They really were such assholes, though. Tolkien codified the whole "elven superiority" thing, but his asshole elves were recognized as assholes in-story. This Tortilla fellow really unironically portrayed his elves as perfect morally-upright goody two shoes who were always smarter and always stronger and always better than Man.

Sometimes people complain about dwarfags on this board, but man, I think they're forgetting how bad Elves can be in the hands of a nincompoop. At least people usually have a sense of humour about dwarfs.

Wasn't the guy like 14 when he wrote Eragon?

That looks bad but also like it would be really funny.

>his Tortilla fellow really unironically portrayed his elves as perfect morally-upright goody two shoes who were always smarter and always stronger and always better than Man.
Yeah, except that they were horrible murderous pricks

And rapists. Didn't stop Tortilla tho.

>Wasn't the guy like 14 when he wrote Eragon?

Nah he conceptualized it in his mid-teens but didn't actually sit down to write it until he neared his twenties.

I'll give Chinchilla some credit: he basically did what your average high school neckbeard only dreams of doing. How many of us had some spergy, derivative fantasy book idea in high school which we thought would be awesome and then did nothing with it? At least Paolini stuck with it through four books. That's a laborious process no matter how much you steal from Star Wars.

▶ **Record excerpts**
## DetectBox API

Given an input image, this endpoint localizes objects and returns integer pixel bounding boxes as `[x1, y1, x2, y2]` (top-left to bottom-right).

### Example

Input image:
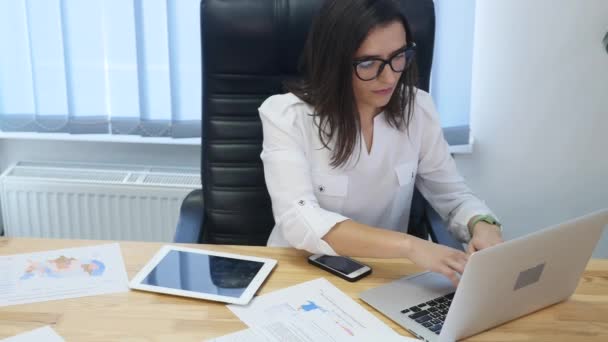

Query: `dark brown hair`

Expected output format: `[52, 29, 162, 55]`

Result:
[286, 0, 418, 167]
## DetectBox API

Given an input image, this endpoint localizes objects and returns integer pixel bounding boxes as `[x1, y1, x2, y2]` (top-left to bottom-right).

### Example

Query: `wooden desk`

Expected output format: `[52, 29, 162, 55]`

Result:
[0, 238, 608, 342]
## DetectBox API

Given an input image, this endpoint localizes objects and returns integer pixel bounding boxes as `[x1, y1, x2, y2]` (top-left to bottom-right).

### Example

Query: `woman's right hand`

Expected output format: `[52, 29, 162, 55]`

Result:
[408, 236, 468, 286]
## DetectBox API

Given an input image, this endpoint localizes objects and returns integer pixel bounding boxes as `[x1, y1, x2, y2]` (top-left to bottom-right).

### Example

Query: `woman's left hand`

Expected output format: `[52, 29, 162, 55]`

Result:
[467, 221, 503, 254]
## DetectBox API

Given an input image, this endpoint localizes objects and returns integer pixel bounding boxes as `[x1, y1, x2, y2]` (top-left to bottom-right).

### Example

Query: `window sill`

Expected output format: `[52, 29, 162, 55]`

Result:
[0, 132, 473, 154]
[0, 132, 201, 146]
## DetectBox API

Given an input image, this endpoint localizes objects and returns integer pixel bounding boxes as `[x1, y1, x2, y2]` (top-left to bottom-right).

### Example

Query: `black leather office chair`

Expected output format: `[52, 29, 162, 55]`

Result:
[175, 0, 462, 249]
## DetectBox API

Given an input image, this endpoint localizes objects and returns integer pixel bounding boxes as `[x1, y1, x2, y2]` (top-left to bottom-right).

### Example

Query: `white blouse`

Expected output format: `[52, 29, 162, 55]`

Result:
[259, 90, 492, 255]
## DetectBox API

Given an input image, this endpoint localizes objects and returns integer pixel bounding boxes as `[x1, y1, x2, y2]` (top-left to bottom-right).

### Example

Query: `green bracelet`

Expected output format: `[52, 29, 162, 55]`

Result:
[469, 215, 502, 236]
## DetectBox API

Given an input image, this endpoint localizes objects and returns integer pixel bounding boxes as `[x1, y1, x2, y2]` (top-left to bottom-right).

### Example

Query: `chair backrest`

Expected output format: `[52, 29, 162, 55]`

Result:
[201, 0, 435, 245]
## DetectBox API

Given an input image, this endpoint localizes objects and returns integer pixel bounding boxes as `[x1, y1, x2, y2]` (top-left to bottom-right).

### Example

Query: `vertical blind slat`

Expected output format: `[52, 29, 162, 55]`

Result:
[0, 0, 36, 131]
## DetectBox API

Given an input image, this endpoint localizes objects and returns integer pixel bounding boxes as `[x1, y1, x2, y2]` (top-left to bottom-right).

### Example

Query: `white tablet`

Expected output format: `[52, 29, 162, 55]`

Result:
[129, 245, 277, 305]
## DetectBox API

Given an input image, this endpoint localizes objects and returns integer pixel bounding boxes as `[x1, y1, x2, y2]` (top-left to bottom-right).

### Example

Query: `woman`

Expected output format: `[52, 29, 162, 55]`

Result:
[259, 0, 502, 285]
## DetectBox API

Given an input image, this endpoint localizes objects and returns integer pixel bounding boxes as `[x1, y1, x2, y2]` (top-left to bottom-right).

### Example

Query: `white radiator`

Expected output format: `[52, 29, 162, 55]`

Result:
[0, 162, 201, 242]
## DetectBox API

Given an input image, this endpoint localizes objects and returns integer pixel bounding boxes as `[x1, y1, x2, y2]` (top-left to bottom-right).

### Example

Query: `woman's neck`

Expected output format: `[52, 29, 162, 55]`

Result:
[358, 106, 382, 126]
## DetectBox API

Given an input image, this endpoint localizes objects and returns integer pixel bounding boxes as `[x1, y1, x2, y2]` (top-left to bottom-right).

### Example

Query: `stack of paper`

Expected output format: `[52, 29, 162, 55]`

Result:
[0, 325, 65, 342]
[211, 278, 416, 342]
[0, 243, 129, 307]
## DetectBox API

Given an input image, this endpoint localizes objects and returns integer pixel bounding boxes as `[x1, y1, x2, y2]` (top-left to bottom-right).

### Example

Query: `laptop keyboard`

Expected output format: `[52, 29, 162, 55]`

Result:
[401, 293, 454, 335]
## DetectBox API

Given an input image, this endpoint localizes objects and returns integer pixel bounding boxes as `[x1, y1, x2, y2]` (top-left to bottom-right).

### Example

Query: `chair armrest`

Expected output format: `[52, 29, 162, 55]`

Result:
[425, 203, 464, 251]
[173, 189, 204, 243]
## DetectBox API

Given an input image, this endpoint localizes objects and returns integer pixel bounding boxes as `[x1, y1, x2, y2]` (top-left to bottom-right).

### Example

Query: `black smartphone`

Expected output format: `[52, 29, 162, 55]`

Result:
[308, 254, 372, 281]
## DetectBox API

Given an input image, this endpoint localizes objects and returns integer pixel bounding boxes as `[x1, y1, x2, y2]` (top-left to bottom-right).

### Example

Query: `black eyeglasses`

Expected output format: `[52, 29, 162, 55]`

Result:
[353, 42, 416, 81]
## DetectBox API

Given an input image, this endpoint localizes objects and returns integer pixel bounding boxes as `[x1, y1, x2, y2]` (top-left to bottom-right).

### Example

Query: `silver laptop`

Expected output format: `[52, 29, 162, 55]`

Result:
[360, 209, 608, 341]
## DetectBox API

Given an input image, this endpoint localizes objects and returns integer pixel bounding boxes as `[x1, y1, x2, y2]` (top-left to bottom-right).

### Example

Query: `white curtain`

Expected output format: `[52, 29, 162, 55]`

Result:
[0, 0, 201, 137]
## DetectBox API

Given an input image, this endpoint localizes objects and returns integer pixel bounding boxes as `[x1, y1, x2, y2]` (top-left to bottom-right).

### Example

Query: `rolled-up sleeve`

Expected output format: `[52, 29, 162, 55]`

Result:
[259, 97, 348, 255]
[416, 91, 494, 242]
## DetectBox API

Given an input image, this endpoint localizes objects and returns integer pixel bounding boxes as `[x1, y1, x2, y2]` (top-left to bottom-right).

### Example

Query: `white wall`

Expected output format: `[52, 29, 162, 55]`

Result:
[457, 0, 608, 257]
[431, 0, 483, 127]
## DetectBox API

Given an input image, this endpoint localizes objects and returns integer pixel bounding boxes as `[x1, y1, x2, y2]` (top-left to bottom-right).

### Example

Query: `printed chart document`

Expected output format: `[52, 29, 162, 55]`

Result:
[0, 325, 65, 342]
[0, 243, 129, 307]
[226, 278, 414, 341]
[207, 317, 418, 342]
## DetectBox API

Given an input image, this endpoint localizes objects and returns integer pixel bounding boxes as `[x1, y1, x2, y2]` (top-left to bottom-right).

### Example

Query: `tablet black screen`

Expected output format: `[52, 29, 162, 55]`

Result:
[142, 250, 264, 298]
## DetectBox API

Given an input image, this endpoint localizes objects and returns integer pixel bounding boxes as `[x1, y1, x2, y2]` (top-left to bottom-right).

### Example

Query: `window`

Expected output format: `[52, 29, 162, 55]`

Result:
[431, 0, 475, 145]
[0, 0, 201, 137]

▶ **Exercise instructions**
Continue the forum thread about the elves in Eragon and its author from the point where it stops. The records come from a different source than the thread.

▶ **Exercise result**
Eye of Argon doesn't count, it was and still is a masterpiece beyond compare

Sorry Lord Double Dubs, it is just that most of us outgrew are chuuni phase, realized we were being cringey, and locked away or forgot our shitty fantasy novel. Pappardelle had parents who totally subscribed to the Church of Self-Esteem and encouraged him despite sucking ass.

>Tolkien
>genius

Haha, no. Autismal linguist whose stories are hackneyed pastiches of Norse myth. They're full of scared old white guy concerns too - orcs as the unwashed working class, the idea that only great men of noble blood can rule, the pastoral Shire vs the evil industrial powers of Isengard and Mordor, the scary brown-skinned people who sided with the Devil.

The thread compels me. I must confess: I read all of inheritance and enjoyed it, except for the part where the kid and the elf girl didn't fuck. My excuse is I started reading it when I was eight, and the last book came out when I was fifteen. I was unfamiliar with LOTR, and dismissed the Star Wars rip off cause I was a kid, and liked dragons at the time

I had no idea how much of a hack Paolini was, and I could tell even as a kid the settings magic system was bullshit, but I was pretty hype for all the books. Forgive me for my shit taste

Not quite accurate. He came up for it when he was 14, couldn't figure out where to go with it, and dropped it for a while, instead reading books on writing. Then he plotted out the four book series and started writing for real. He finished the final version of the first book by the time he was 17, and his parents self-published it in 2001 when he was about 18 years old.

...

nice trips, and we were ignoring him

Sounds like you were just a normal kid. Taste is something you have to develop over time, and if 8 year olds didn't love all kinds of dumb shit they wouldn't be 8 year olds. Same for 15 year olds, actually -- they're quite similar, except 8 year olds don't think they've figured it all out and know everything yey.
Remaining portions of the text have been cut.